**TASK OBJECTIVE:**
Reproduce the material below verbatim, keeping every line in its original order and form.

**PROVIDED RECORDS:**
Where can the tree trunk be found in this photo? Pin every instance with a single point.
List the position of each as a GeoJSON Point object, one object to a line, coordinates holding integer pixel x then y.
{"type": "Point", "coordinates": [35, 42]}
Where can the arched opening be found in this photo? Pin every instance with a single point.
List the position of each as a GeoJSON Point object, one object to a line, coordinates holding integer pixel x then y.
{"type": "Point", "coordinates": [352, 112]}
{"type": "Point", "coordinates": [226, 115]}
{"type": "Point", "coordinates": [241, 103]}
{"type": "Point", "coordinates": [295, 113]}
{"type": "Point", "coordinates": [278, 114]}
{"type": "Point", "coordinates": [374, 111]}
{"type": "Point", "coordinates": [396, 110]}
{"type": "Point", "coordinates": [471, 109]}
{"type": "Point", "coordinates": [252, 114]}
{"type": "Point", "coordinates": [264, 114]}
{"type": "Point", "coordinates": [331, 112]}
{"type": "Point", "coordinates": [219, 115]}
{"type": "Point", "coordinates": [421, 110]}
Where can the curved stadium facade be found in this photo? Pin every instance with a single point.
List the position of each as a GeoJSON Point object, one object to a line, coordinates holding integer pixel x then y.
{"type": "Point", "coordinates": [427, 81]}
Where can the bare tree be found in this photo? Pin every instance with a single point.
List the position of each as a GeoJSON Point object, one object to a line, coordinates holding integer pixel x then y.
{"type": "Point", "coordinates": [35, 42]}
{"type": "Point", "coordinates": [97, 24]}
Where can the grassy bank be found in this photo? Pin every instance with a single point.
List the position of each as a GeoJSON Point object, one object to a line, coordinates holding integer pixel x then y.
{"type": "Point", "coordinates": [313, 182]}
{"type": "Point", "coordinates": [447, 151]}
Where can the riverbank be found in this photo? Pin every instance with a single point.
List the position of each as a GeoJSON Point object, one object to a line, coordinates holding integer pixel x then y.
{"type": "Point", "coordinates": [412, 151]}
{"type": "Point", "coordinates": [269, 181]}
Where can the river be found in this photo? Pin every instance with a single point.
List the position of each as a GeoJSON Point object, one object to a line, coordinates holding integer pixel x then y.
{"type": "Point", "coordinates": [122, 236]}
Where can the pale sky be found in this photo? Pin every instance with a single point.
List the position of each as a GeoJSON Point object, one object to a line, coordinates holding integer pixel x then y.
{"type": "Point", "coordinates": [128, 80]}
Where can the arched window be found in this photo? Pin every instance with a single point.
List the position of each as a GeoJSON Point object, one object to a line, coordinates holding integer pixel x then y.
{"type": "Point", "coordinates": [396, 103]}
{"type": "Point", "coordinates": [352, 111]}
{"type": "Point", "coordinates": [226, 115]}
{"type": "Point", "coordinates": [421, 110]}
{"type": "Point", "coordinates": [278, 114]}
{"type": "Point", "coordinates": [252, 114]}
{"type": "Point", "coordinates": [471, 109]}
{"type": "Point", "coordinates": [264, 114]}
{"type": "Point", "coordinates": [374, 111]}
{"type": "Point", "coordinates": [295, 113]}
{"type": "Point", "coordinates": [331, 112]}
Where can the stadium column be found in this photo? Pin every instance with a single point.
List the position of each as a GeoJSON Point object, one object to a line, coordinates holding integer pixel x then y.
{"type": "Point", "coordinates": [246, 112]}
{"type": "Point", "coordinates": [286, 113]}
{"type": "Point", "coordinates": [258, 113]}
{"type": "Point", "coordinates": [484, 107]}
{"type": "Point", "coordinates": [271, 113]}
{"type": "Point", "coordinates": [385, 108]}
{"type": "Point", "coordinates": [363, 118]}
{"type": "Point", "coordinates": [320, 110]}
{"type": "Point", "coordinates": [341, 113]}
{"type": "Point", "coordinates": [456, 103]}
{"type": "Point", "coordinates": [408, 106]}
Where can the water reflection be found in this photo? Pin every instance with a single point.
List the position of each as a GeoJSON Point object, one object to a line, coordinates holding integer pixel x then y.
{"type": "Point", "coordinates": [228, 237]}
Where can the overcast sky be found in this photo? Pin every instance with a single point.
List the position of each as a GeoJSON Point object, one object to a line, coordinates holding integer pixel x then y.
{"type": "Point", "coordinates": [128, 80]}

**THE RESULT:**
Where can the tree trunk be found in this photo? Pin every instance with a single point.
List the position of each as a GeoJSON Point object, one object to a line, coordinates holding integer pixel x then y.
{"type": "Point", "coordinates": [35, 42]}
Where can the arched opening be found in this photo? Pin every instance with a single point.
List the position of each as a GeoJSON Point object, one object to a line, coordinates holding integer pixel x then y.
{"type": "Point", "coordinates": [352, 112]}
{"type": "Point", "coordinates": [226, 115]}
{"type": "Point", "coordinates": [241, 103]}
{"type": "Point", "coordinates": [295, 113]}
{"type": "Point", "coordinates": [278, 114]}
{"type": "Point", "coordinates": [374, 111]}
{"type": "Point", "coordinates": [396, 110]}
{"type": "Point", "coordinates": [471, 109]}
{"type": "Point", "coordinates": [252, 114]}
{"type": "Point", "coordinates": [264, 114]}
{"type": "Point", "coordinates": [331, 112]}
{"type": "Point", "coordinates": [219, 115]}
{"type": "Point", "coordinates": [421, 110]}
Where can the curved stadium facade be found in this photo? Pin every instance with a single point.
List the position of each as a GeoJSON Point object, one object to a line, coordinates holding integer pixel x then y.
{"type": "Point", "coordinates": [427, 81]}
Where can the bare tree be found in this photo? Pin every instance with a single point.
List the position of each as a GeoJSON Point object, one object to a line, coordinates holding integer pixel x then y.
{"type": "Point", "coordinates": [35, 42]}
{"type": "Point", "coordinates": [97, 24]}
Where can the grassy bank be found in this photo? Pin every instance with a single point.
List the position of each as a GeoJSON Point object, one object to a line, coordinates holding integer pixel x then y.
{"type": "Point", "coordinates": [313, 182]}
{"type": "Point", "coordinates": [447, 151]}
Where can the riverbank be found in this photo? Pin every instance with a single point.
List the position of each as a GeoJSON Point object, one object to a line, coordinates holding integer pixel x then y.
{"type": "Point", "coordinates": [412, 151]}
{"type": "Point", "coordinates": [269, 181]}
Where can the river be found in this photo? Pin every instance with a single point.
List the position of each as a GeoJSON Point object, one object to a line, coordinates holding integer pixel x then y.
{"type": "Point", "coordinates": [122, 236]}
Where can the pale sky be found in this photo? Pin every instance with a single point.
List the position of each as a GeoJSON Point object, one object to a line, coordinates holding integer pixel x then y.
{"type": "Point", "coordinates": [128, 80]}
Where can the arched window be found in this photo? Pin every instance with a single point.
List the position of each as a GeoJSON Point object, one object to a line, coordinates holding integer pixel x then y.
{"type": "Point", "coordinates": [396, 103]}
{"type": "Point", "coordinates": [352, 111]}
{"type": "Point", "coordinates": [226, 115]}
{"type": "Point", "coordinates": [421, 110]}
{"type": "Point", "coordinates": [278, 114]}
{"type": "Point", "coordinates": [252, 114]}
{"type": "Point", "coordinates": [471, 109]}
{"type": "Point", "coordinates": [264, 114]}
{"type": "Point", "coordinates": [374, 111]}
{"type": "Point", "coordinates": [295, 113]}
{"type": "Point", "coordinates": [331, 112]}
Where can the stadium column be found in this photo? Pin every instance with a single point.
List the position of each as a GeoJSON Point object, one object to a line, coordinates holding integer pixel x then y.
{"type": "Point", "coordinates": [246, 112]}
{"type": "Point", "coordinates": [286, 113]}
{"type": "Point", "coordinates": [258, 113]}
{"type": "Point", "coordinates": [484, 107]}
{"type": "Point", "coordinates": [271, 113]}
{"type": "Point", "coordinates": [385, 108]}
{"type": "Point", "coordinates": [363, 118]}
{"type": "Point", "coordinates": [320, 110]}
{"type": "Point", "coordinates": [341, 113]}
{"type": "Point", "coordinates": [456, 103]}
{"type": "Point", "coordinates": [408, 106]}
Where can the water reflection be found in this photo? Pin every instance with a single point.
List the position of each as a GeoJSON Point object, one object to a line, coordinates holding integer pixel x then y.
{"type": "Point", "coordinates": [228, 237]}
Where can the overcast sky be found in this photo? Pin every instance with a single point.
List the position of each as a GeoJSON Point object, one object to a line, coordinates holding integer pixel x then y.
{"type": "Point", "coordinates": [128, 80]}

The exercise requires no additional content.